§ Brief: Write out exactly, with no other output, the lines below from the one that contains "In this picture, where can the wooden pole" through the end.

§ Input rows:
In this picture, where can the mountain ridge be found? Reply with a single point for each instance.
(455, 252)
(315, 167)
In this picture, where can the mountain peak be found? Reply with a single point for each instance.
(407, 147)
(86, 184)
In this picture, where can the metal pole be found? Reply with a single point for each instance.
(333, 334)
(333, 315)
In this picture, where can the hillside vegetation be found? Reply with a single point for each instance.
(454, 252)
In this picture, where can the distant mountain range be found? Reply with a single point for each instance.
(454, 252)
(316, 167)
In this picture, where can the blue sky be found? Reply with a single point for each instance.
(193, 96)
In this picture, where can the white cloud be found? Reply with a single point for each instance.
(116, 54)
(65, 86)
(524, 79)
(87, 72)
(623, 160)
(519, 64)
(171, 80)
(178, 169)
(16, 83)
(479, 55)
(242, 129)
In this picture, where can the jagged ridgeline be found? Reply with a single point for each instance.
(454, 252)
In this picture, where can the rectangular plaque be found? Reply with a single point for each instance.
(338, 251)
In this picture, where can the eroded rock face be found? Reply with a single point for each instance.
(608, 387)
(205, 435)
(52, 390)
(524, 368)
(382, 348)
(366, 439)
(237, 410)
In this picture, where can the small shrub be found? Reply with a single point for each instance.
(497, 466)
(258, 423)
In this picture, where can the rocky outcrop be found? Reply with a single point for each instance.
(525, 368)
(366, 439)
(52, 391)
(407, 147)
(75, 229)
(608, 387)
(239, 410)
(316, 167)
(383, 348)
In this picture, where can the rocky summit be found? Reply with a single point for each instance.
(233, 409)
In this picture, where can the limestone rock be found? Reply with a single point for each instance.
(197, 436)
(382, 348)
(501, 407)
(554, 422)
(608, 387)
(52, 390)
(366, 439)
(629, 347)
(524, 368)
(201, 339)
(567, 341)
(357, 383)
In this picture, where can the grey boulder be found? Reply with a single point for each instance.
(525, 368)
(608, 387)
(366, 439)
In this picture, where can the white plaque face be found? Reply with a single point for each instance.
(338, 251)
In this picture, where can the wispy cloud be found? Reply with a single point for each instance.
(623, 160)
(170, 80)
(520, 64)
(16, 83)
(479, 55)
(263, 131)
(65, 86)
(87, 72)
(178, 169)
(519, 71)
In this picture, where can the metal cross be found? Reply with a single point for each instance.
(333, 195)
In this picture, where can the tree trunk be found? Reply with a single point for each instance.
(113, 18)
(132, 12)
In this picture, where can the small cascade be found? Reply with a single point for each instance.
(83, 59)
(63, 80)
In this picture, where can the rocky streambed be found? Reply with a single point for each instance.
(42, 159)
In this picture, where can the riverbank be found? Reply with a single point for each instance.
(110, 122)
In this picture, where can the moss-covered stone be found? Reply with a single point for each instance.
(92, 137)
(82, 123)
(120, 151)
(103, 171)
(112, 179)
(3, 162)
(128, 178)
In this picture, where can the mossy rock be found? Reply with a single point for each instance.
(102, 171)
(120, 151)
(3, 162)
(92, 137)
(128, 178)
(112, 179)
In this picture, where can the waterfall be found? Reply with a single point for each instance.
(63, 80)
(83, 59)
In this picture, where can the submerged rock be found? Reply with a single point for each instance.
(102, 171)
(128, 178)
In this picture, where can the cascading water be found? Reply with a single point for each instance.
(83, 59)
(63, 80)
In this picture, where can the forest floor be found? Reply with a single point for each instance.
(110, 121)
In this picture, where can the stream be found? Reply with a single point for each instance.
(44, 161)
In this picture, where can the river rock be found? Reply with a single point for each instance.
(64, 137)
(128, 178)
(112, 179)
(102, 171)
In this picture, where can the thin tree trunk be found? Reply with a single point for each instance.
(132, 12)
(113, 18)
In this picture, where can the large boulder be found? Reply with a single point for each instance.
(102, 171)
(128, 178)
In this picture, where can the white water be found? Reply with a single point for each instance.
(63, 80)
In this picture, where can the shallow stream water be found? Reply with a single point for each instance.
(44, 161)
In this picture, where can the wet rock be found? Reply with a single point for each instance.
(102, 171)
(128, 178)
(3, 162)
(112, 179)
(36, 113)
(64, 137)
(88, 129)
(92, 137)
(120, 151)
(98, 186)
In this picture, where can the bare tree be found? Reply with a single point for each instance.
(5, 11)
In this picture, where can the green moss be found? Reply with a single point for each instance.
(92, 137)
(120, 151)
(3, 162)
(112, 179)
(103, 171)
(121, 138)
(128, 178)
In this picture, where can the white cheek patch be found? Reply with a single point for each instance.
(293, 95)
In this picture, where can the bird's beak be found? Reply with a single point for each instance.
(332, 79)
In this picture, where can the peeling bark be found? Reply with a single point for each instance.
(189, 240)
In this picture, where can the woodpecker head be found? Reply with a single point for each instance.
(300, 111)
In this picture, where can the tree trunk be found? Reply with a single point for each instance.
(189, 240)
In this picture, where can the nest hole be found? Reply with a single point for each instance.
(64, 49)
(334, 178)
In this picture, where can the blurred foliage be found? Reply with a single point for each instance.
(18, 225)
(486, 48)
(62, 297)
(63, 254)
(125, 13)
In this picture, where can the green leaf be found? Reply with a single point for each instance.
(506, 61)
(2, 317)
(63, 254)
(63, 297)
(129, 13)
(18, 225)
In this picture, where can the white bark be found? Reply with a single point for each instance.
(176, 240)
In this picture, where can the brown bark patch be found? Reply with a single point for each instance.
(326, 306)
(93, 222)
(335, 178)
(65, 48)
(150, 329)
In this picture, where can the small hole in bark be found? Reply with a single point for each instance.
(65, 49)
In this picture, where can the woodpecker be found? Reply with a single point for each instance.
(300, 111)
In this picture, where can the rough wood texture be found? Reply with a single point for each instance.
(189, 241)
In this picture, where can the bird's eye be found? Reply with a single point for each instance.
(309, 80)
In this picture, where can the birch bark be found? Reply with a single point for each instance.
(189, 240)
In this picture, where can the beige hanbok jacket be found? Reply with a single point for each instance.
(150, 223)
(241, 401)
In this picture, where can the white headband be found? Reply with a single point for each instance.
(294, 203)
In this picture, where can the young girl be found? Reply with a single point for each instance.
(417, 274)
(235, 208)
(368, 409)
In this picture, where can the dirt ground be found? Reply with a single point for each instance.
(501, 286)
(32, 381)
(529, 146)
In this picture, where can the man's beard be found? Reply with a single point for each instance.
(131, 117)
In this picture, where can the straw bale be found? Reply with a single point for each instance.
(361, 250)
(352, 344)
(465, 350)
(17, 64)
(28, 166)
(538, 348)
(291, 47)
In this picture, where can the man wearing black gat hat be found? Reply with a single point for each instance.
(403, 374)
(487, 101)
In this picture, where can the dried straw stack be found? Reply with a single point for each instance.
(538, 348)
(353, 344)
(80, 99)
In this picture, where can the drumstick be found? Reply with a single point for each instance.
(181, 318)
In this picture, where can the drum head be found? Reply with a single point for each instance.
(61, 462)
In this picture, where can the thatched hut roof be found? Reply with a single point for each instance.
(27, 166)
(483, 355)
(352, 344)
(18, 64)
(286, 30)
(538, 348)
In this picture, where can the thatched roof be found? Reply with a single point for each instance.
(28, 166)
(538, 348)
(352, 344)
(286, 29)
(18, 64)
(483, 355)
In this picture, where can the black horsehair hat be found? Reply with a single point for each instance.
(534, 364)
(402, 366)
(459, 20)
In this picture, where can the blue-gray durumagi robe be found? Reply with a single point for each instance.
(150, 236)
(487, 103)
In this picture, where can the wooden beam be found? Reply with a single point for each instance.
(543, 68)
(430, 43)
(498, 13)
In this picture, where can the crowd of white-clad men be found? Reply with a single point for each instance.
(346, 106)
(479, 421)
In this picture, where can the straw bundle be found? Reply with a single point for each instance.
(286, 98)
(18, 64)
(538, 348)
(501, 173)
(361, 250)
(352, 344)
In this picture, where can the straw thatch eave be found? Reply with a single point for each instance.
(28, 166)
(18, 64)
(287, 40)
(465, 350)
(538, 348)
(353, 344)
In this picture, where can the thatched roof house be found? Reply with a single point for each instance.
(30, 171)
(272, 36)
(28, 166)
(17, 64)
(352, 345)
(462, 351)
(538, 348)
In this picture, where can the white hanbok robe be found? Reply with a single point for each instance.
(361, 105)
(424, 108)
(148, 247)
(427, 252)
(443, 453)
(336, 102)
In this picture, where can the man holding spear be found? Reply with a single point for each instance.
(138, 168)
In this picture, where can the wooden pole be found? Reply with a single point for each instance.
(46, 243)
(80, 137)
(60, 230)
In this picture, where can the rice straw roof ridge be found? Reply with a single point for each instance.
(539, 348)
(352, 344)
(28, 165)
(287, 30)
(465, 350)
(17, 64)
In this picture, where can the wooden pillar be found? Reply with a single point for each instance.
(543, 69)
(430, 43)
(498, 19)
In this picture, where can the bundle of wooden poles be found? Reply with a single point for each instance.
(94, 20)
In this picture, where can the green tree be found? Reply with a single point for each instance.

§ Exercise response:
In this picture, where can the wooden pole be found? Reply with a single point for each instance.
(46, 243)
(80, 137)
(60, 230)
In this picture, where can the rice straw roof ridge be found? Reply with a single point for each instance.
(539, 348)
(352, 344)
(28, 165)
(287, 30)
(465, 350)
(17, 64)
In this picture, where can the wooden pillar be found? Reply with a single point for each instance.
(543, 69)
(430, 43)
(498, 19)
In this picture, where can the bundle of wooden poles be found? Reply with a single point for each instance.
(94, 20)
In this picture, where can the green tree be found? Reply with a single point for each instance.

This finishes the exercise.